> [TRECHO SELECIONADO]
------------

A medicina dos curiosos. (por Antonio Samarone)

Antonio Samarone, 21 de Fevereiro, 2023


 

A gente celebra a origem grega da medicina, filha da escola Hipocrática. A medicina brasileira nasceu nos mosteiros de Coimbra, uma medicina religiosa, filha da “Contra-reforma”. Um dos professores da medicina portuguesa chegou a Papa.

O Brasil foi o império dos curandeiros, sangradores, cirurgiões barbeiros, comadres aparadeiras, xamãs e charlatões. Os últimos sobreviveram, infestando os consultórios. A medicina de mercado acolhe os charlatões.

Vivemos uma dualidade: a arte médica humanista, com bases científicas, convive com a medicina mercantil. É necessário a separação do trigo. Muito charlatães são bem-sucedidos, acumulam fama e riqueza.

Alcancei o doutor Zequinha já idoso, um dentista com grande prática. Contava-se, que antes ele partejava e reduzia fraturas.

Zequinha guardava em sua estante, dois clássicos da medicina colonial: “Tratado Único da Constituição Pestilencial de Pernambuco”, de João Ferreira Rosa e “Tratado Único das Bexigas”, de Simão Pereira Mourão.

O doutor Zequinha prestou grandes serviços aos banguelas de Itabaiana. A dor de dente era epidêmica. Hoje, parece que acabou. Nunca mais ouvi alguém se queixando.

Antes do boticão, a dor de dente era clinicamente aliviada com guaiacol. Queimava até as tonsilas.

O doutor Zequinha é membro fundador da Academia Itabaianense dos Esquecidos.

Certa feita, o boticão voou das mãos de doutor Zequinha, na pressa, o paciente ainda com a boca aberta, ele apanhou o instrumento e voltou a lide. O paciente questionou: “seu Zequinha, o senhor não vai esterilizar o boticão?” Ele, seguro, em sua larga experiência, respondeu: “Não! Nenhuma bactéria resiste a uma pancada com o fórceps odontológico (boticão) na cabeça.”

------------

> [DADOS EM ESTUDO]
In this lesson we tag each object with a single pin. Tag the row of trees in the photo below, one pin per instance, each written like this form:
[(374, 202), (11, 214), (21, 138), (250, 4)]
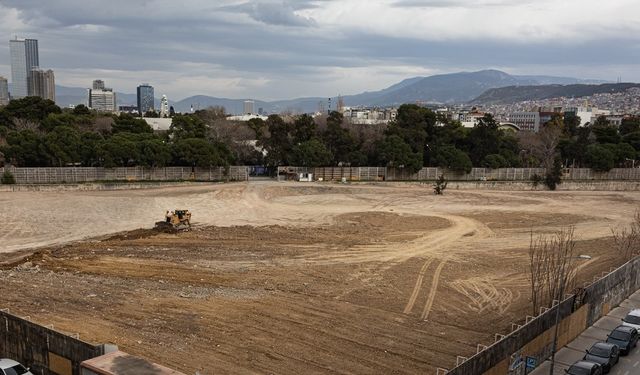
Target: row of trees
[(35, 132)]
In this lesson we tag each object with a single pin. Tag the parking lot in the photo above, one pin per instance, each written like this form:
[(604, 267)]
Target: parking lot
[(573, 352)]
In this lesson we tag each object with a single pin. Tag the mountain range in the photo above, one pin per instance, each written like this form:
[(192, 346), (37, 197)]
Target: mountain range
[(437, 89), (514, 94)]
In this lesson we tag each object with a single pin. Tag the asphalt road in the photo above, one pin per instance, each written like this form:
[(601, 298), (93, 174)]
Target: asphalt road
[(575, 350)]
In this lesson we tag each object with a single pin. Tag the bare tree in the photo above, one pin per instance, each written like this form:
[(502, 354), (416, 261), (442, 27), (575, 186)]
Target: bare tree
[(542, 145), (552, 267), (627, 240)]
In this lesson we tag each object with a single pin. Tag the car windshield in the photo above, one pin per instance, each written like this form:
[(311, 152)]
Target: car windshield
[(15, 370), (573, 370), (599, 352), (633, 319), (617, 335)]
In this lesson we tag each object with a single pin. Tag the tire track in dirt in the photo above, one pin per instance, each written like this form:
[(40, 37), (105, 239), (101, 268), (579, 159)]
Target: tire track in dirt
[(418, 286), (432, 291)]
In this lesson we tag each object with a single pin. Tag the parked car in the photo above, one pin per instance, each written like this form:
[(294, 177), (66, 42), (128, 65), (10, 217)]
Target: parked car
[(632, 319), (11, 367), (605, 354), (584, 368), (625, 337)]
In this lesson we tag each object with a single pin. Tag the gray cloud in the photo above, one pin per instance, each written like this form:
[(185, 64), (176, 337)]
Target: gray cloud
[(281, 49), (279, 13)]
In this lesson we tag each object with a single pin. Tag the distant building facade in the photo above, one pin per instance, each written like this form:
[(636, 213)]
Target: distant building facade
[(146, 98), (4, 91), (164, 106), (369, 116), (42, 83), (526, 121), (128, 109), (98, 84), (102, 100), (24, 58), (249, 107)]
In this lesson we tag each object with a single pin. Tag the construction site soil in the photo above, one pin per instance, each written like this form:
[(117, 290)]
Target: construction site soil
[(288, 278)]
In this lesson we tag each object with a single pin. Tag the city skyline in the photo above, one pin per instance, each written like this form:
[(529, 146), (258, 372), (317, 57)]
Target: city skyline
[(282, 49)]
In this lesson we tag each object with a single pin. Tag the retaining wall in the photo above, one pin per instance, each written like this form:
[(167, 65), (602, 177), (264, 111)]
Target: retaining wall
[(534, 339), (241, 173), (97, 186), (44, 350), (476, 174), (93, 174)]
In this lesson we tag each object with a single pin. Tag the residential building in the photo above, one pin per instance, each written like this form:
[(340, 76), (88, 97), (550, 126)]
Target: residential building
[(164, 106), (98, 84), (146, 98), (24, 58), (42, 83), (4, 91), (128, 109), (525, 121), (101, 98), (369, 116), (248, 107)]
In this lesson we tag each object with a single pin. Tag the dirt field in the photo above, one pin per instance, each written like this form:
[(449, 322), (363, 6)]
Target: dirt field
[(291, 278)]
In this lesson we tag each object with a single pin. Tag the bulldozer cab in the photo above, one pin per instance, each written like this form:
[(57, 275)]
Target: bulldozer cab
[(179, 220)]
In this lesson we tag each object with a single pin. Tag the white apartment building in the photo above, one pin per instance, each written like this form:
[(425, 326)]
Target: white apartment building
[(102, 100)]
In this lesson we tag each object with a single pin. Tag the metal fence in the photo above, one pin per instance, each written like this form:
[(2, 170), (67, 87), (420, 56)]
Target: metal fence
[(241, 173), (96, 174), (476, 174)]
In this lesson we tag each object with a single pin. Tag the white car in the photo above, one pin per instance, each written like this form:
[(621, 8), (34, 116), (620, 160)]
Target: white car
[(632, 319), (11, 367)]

------------

> [DETALHES DO EXERCÍCIO] No texto sobre a medicina dos curiosos, o Brasil é chamado de "império" de vários tipos de pessoas. Liste todos esses tipos. Não é preciso consultar as entradas.

> [RESPOSTA] Curandeiros, sangradores, cirurgiões barbeiros, comadres aparadeiras, xamãs e charlatões.